■ Texto ■
---
Se acuñó el término «eterización» y su uso en cirugía se celebró en los periódicos de todo el país. La noticia de sus poderes se extendió. «La historia de la medicina no ha presentado ningún paralelismo con el perfecto éxito que ha tenido el uso del éter», proclamó el Exeter Flying Post. El éxito de Liston también fue anunciado en el London People’s Journal: «Oh, qué alegría para todos los corazones sensibles… el anuncio de este noble descubrimiento del poder de calmar el sentido del dolor, y velar el ojo y la memoria de todos los horrores de una operación… HEMOS CONQUISTADO EL DOLOR»

Enemigo invisible

Igual de trascendental que el triunfo de Liston con el éter fue la presencia aquel día de un joven llamado Joseph Lister, que se había sentado tranquilamente al fondo del quirófano. Deslumbrado y cautivado por la dramática representación que acababa de presenciar, este aspirante a estudiante de medicina se dio cuenta de que la naturaleza de su futura profesión cambiaría para siempre al salir del teatro por la calle Gower. Él y sus compañeros ya no tendrían que contemplar «una escena tan horrible y angustiosa» como la que observó William Wilde, un estudiante de cirugía que asistió de mala gana a la extirpación del globo ocular de un paciente sin anestesia. Tampoco sentirían la necesidad de escapar, como había hecho el cirujano John Flint South cada vez que los gritos de los que estaban siendo descuartizados por un cirujano se volvían intolerables.
---
■ Instrucciones ■
**a)** Transcribe del texto sobre el éter en cirugía todo lo que va desde "Enemigo invisible" hasta "se volvían intolerables.".
**b)** Según el texto sobre el éter en cirugía, ¿qué llevó a Joseph Lister a darse cuenta, al salir del teatro, de que su futura profesión cambiaría para siempre? Responde en una a tres oraciones.
**c)** Escribe lo que sigue al texto sobre el éter en cirugía, a partir de su última oración.

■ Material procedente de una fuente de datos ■
---
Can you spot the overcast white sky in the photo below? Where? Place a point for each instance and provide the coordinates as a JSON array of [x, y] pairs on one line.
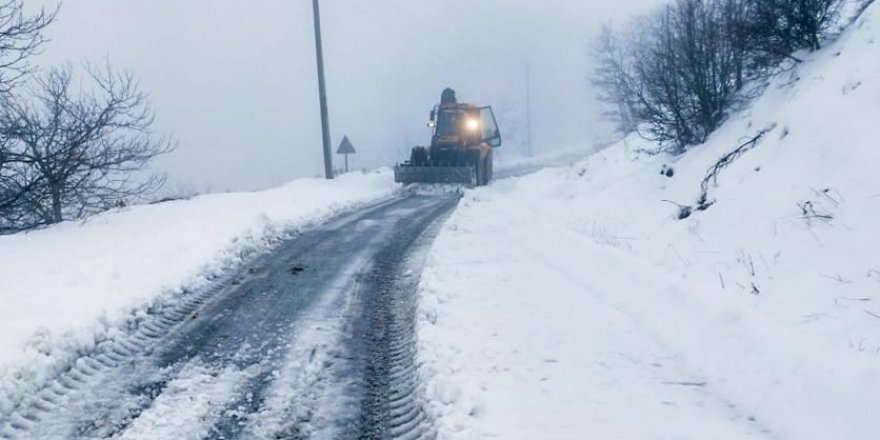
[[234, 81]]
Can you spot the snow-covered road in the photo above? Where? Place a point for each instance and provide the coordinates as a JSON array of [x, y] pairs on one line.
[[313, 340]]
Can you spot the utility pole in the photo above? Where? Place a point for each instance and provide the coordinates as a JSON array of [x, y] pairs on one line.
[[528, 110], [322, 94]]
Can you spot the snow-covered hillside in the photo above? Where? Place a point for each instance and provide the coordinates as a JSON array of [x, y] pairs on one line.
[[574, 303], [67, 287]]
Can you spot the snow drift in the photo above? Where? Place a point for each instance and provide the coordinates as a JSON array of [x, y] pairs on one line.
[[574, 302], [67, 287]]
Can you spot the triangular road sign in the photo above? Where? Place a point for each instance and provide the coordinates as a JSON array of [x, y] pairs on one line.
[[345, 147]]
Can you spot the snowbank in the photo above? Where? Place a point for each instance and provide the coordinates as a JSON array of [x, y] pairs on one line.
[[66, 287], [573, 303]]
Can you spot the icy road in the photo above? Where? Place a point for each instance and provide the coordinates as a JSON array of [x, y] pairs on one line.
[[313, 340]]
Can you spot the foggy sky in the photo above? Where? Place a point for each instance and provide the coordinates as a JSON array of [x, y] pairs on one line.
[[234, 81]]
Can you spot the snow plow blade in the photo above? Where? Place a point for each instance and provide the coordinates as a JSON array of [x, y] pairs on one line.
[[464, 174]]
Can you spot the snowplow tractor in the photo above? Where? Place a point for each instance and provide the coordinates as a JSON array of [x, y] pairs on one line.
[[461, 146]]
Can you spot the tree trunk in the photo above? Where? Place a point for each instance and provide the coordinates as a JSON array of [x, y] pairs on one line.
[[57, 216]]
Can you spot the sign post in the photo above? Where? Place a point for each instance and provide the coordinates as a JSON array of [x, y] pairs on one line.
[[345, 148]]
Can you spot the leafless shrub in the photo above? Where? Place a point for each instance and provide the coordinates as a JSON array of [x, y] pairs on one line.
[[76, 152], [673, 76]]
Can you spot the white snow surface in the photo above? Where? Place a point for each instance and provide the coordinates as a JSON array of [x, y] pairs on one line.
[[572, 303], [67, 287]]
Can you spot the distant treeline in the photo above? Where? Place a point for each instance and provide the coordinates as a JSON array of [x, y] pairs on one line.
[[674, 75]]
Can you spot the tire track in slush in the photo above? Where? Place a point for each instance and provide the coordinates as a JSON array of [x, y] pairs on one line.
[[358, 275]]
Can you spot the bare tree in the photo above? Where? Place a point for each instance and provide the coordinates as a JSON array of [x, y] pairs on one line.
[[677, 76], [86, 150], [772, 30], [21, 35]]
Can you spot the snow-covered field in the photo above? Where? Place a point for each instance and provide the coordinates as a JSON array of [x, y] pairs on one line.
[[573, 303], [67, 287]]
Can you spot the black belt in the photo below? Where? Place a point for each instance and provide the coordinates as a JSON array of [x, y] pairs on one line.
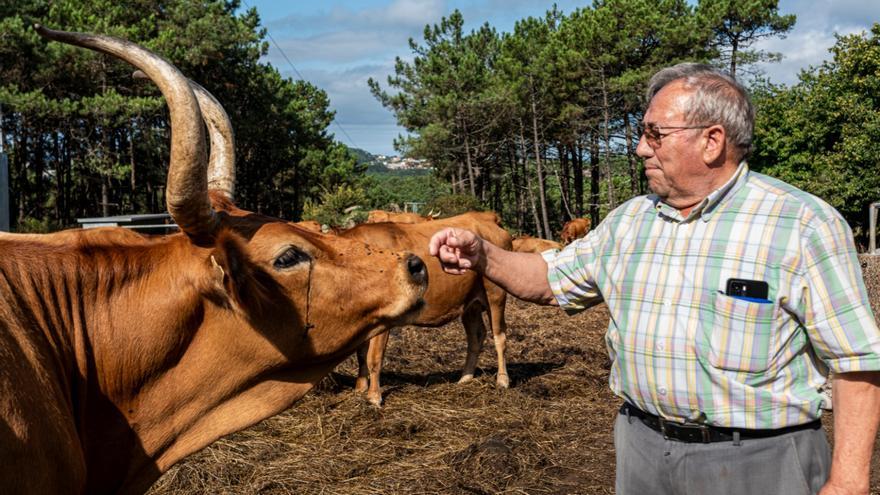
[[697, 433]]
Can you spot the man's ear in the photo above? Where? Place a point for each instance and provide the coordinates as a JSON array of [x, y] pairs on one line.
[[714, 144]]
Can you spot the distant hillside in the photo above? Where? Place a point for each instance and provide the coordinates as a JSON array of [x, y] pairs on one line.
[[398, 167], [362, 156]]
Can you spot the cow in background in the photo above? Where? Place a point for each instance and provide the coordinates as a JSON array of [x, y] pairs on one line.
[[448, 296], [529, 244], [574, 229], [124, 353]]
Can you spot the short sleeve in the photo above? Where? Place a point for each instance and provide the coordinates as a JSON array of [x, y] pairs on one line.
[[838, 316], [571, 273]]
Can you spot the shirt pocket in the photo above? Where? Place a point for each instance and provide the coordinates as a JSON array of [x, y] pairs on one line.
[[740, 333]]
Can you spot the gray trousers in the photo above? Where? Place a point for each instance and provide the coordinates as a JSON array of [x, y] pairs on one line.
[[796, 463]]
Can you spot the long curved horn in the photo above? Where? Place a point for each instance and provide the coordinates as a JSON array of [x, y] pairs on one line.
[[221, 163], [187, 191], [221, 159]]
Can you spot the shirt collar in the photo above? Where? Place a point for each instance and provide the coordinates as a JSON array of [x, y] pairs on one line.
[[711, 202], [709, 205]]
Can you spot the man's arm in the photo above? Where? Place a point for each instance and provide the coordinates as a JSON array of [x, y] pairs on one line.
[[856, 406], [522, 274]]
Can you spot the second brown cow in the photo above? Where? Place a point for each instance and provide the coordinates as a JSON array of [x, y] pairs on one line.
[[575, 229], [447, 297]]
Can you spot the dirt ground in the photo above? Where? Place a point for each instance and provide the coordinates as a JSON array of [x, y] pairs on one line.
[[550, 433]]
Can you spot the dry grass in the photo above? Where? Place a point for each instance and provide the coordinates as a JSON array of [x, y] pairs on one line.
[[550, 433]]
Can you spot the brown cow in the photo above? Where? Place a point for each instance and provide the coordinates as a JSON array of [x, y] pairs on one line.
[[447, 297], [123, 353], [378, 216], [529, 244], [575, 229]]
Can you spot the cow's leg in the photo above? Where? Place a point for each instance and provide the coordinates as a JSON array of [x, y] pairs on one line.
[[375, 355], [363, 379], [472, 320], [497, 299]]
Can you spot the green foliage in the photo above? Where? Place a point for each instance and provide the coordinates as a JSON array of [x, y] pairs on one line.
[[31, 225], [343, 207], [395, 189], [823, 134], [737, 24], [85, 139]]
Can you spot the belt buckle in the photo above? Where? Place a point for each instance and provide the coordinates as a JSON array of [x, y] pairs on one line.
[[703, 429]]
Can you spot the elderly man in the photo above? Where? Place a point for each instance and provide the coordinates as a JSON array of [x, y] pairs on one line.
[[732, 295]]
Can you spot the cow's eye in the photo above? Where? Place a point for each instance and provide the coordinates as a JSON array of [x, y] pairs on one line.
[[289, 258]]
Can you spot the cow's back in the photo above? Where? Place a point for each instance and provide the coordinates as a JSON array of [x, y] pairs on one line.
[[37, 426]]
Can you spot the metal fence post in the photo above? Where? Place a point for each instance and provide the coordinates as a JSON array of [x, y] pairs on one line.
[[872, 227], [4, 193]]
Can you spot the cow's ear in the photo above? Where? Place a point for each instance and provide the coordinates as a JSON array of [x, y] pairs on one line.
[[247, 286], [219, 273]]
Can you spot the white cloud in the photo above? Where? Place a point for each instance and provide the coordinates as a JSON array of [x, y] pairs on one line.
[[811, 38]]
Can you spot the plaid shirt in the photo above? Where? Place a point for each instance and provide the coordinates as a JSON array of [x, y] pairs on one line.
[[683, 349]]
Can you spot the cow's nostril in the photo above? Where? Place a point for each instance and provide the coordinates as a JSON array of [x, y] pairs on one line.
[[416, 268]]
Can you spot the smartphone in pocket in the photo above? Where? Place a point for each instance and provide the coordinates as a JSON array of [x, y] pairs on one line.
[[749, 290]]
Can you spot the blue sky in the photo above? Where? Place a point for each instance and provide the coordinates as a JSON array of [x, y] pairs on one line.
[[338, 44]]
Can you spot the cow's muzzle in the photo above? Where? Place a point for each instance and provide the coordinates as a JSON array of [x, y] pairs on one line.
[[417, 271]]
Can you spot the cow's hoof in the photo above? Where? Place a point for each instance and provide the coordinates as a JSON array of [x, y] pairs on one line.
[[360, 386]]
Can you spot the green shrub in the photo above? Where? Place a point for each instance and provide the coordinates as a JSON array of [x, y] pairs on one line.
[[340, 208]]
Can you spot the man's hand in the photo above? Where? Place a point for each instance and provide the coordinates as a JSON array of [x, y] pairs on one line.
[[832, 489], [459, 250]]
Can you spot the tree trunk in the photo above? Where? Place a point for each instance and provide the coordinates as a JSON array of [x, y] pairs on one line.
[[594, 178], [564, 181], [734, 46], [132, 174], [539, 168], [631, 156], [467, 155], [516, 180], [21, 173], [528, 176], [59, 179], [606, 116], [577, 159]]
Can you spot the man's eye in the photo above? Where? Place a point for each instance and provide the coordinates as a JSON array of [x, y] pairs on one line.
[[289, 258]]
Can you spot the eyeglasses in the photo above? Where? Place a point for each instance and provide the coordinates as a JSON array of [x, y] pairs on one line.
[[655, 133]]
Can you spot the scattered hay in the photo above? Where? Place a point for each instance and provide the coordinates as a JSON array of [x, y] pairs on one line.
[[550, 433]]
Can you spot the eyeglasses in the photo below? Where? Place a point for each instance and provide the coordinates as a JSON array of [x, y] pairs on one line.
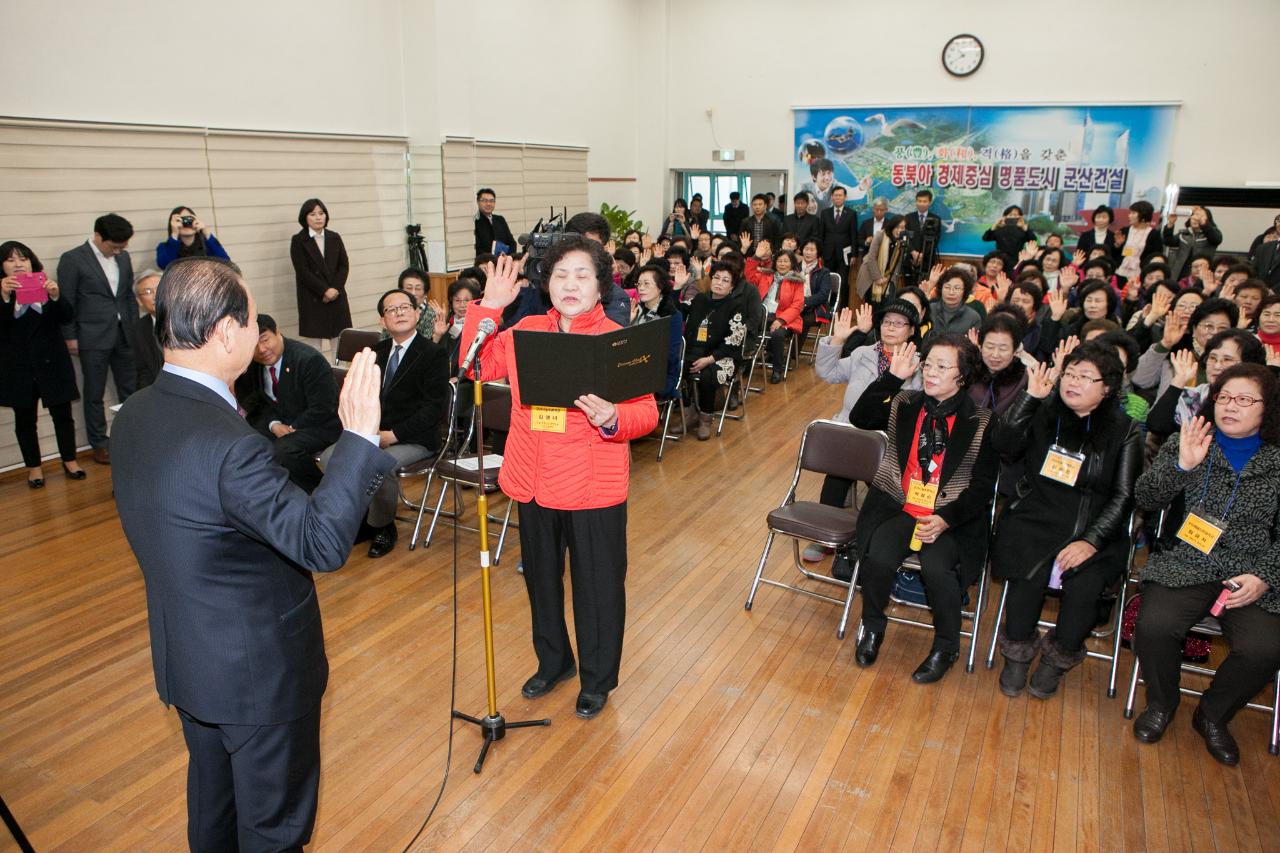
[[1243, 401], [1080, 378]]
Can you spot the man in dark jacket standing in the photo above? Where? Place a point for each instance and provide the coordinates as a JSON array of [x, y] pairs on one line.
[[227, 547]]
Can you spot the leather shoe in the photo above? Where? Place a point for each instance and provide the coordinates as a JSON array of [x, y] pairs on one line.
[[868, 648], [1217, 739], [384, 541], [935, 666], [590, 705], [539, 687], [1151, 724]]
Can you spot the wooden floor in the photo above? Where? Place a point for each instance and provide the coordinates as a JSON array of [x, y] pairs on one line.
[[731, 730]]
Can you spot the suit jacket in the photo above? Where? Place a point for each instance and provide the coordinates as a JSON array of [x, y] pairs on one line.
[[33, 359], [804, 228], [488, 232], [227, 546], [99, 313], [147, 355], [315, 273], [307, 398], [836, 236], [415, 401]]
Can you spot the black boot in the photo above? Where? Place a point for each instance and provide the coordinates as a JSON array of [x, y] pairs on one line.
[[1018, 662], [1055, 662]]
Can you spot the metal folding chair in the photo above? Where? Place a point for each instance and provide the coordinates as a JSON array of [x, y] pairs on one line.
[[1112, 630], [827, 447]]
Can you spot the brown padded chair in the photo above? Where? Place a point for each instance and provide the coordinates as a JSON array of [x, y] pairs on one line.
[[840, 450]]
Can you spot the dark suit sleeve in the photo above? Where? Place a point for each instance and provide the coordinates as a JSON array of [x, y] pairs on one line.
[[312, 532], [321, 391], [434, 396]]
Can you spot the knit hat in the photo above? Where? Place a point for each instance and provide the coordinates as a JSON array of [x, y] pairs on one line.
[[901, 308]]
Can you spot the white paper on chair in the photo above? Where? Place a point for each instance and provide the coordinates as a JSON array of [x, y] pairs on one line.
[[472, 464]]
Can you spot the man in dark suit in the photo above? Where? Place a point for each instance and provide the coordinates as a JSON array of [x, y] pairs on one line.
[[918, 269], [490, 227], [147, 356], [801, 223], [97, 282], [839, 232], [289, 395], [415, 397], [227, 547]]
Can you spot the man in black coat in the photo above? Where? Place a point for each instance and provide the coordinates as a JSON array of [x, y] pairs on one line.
---
■ Respuestas ■
**a)**
Enemigo invisible

Igual de trascendental que el triunfo de Liston con el éter fue la presencia aquel día de un joven llamado Joseph Lister, que se había sentado tranquilamente al fondo del quirófano. Deslumbrado y cautivado por la dramática representación que acababa de presenciar, este aspirante a estudiante de medicina se dio cuenta de que la naturaleza de su futura profesión cambiaría para siempre al salir del teatro por la calle Gower. Él y sus compañeros ya no tendrían que contemplar «una escena tan horrible y angustiosa» como la que observó William Wilde, un estudiante de cirugía que asistió de mala gana a la extirpación del globo ocular de un paciente sin anestesia. Tampoco sentirían la necesidad de escapar, como había hecho el cirujano John Flint South cada vez que los gritos de los que estaban siendo descuartizados por un cirujano se volvían intolerables.

**b)** Lister quedó deslumbrado y cautivado por la dramática representación que acababa de presenciar: el triunfo de Liston con el éter. Por eso comprendió que él y sus compañeros ya no tendrían que contemplar escenas tan horribles y angustiosas como la extirpación de un globo ocular sin anestesia que había presenciado William Wilde.

**c)**
Sin embargo, mientras Lister se abría paso entre la multitud de hombres que se daban la mano y se felicitaban por la elección de su profesión y por esta notable victoria, era muy consciente de que el dolor era sólo un impedimento para el éxito de la cirugía.

Sabía que durante miles de años la amenaza siempre latente de la infección había restringido el alcance del cirujano. Entrar en el abdomen, por ejemplo, había resultado casi uniformemente fatal debido a ello. El pecho también estaba prohibido. En su mayor parte, mientras que los médicos trataban las afecciones internas -de ahí el término «medicina interna», que aún hoy persiste-, los cirujanos se ocupaban de las periféricas: laceraciones, fracturas, úlceras cutáneas, quemaduras. Sólo en las amputaciones el bisturí del cirujano penetraba profundamente en el cuerpo. Sobrevivir a la operación era una cosa. Otra cosa era recuperarse completamente sin complicaciones.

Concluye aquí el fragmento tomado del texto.